=== Begin Enclosure ===

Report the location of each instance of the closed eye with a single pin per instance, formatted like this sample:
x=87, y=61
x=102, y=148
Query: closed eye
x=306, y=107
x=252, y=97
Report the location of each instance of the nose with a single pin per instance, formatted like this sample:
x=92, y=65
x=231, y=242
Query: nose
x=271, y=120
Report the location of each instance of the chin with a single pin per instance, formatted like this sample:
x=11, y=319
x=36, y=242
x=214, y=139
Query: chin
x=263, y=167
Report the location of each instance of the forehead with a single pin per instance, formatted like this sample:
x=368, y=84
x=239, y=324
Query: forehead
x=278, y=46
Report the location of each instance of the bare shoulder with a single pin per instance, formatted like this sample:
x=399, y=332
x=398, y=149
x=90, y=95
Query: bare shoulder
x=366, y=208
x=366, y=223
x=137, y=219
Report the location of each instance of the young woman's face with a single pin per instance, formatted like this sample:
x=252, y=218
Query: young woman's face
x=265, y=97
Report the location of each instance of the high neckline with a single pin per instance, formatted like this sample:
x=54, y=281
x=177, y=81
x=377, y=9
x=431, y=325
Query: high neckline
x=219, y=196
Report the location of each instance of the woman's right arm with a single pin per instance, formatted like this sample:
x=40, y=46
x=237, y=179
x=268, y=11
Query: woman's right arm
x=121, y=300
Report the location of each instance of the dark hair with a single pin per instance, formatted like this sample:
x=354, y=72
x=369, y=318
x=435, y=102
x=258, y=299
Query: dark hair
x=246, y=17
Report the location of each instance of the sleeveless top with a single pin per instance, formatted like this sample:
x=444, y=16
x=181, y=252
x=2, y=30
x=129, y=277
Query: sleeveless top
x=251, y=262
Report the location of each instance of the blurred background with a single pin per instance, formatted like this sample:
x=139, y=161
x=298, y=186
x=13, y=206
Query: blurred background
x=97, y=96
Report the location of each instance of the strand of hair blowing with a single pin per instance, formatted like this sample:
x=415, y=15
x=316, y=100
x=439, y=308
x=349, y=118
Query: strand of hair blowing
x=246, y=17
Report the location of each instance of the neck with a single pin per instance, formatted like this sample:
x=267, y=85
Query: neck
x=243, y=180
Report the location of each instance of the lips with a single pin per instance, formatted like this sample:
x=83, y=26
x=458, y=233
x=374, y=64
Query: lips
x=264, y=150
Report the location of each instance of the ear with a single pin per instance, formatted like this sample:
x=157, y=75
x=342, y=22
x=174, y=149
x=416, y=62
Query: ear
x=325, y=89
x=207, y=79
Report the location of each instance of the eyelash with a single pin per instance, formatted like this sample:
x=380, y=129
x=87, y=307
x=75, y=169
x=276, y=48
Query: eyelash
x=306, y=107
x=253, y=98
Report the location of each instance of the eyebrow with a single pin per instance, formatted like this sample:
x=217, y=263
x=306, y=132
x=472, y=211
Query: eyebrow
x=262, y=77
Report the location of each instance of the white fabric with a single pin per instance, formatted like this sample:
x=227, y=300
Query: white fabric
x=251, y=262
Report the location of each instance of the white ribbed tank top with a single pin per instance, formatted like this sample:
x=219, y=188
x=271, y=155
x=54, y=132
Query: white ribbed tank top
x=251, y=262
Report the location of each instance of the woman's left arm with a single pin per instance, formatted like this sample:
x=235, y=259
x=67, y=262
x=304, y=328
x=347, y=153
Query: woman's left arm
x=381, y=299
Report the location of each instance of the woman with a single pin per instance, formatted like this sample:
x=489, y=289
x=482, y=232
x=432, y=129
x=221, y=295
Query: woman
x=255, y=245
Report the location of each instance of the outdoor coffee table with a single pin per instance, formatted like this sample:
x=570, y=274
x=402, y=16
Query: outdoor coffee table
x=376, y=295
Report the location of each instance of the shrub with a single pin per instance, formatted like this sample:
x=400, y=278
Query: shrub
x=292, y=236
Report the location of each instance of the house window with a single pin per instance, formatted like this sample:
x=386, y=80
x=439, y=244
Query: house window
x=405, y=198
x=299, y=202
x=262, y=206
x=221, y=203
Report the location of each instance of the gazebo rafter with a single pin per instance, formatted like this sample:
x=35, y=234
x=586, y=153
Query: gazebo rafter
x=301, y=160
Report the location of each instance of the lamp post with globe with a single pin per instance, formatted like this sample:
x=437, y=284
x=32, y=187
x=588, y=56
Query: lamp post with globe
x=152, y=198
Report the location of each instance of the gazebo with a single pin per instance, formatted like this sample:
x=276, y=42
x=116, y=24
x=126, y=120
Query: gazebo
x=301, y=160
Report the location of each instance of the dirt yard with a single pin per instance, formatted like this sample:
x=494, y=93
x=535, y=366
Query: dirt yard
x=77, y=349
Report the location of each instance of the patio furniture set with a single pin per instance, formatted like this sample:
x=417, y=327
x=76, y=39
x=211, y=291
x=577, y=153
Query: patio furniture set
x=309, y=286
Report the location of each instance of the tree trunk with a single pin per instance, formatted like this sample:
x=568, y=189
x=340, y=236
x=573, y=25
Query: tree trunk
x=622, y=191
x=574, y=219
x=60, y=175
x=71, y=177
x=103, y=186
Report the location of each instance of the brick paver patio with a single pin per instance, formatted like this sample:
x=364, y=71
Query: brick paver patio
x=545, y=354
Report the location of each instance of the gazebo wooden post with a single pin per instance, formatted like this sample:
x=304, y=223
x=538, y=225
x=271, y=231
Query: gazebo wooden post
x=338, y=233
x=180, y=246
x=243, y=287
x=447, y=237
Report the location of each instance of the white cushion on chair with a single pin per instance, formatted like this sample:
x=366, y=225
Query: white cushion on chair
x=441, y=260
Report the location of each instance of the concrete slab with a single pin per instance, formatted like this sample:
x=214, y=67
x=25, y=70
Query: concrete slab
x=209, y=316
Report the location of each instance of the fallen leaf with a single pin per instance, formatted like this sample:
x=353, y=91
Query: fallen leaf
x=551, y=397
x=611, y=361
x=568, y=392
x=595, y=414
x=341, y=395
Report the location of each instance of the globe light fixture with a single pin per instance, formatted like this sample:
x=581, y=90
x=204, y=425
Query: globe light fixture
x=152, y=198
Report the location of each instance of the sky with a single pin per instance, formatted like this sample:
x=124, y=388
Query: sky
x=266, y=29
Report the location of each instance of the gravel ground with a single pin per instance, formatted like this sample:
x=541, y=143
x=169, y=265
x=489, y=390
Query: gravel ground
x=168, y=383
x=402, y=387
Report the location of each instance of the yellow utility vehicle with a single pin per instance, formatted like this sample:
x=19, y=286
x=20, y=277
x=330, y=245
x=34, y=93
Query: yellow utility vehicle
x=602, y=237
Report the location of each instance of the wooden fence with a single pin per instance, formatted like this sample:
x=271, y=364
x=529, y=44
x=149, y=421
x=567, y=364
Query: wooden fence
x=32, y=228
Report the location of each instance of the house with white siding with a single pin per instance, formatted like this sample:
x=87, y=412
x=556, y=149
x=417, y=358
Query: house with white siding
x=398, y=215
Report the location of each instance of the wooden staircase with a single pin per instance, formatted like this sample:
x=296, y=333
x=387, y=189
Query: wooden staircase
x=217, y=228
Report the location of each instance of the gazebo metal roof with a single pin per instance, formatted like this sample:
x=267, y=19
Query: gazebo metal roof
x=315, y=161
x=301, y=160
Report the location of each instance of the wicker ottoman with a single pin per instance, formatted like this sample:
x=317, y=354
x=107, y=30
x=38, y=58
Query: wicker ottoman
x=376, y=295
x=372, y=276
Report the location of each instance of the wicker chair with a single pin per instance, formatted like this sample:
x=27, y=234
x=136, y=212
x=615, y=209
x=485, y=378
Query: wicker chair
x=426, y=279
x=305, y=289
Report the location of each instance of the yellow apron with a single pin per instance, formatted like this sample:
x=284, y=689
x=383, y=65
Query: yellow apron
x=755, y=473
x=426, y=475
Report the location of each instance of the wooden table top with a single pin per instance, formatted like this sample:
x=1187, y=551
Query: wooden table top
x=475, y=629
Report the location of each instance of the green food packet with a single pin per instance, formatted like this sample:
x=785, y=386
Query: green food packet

=== End Enclosure ===

> _Task directions_
Look above for the line holding "x=588, y=56" and the line holding "x=340, y=236". Retype both, and every line between them, word for word and nothing else.

> _Your response_
x=588, y=56
Query: lamp post with globe
x=152, y=198
Report the location of each instance of the gazebo with a single pin per instance, formatted like this sample:
x=276, y=42
x=116, y=24
x=126, y=120
Query: gazebo
x=301, y=160
Report the location of each instance of the dirt yard with a single pin per instance, formatted like this sample:
x=494, y=93
x=535, y=366
Query: dirt yard
x=77, y=349
Report the location of each instance of the patio furniture set with a single pin per instance, formatted like this sample:
x=417, y=327
x=76, y=39
x=211, y=291
x=577, y=153
Query: patio furniture set
x=309, y=286
Report the location of each instance of the tree trunk with a single pin per instance, formatted like this sample:
x=568, y=189
x=340, y=236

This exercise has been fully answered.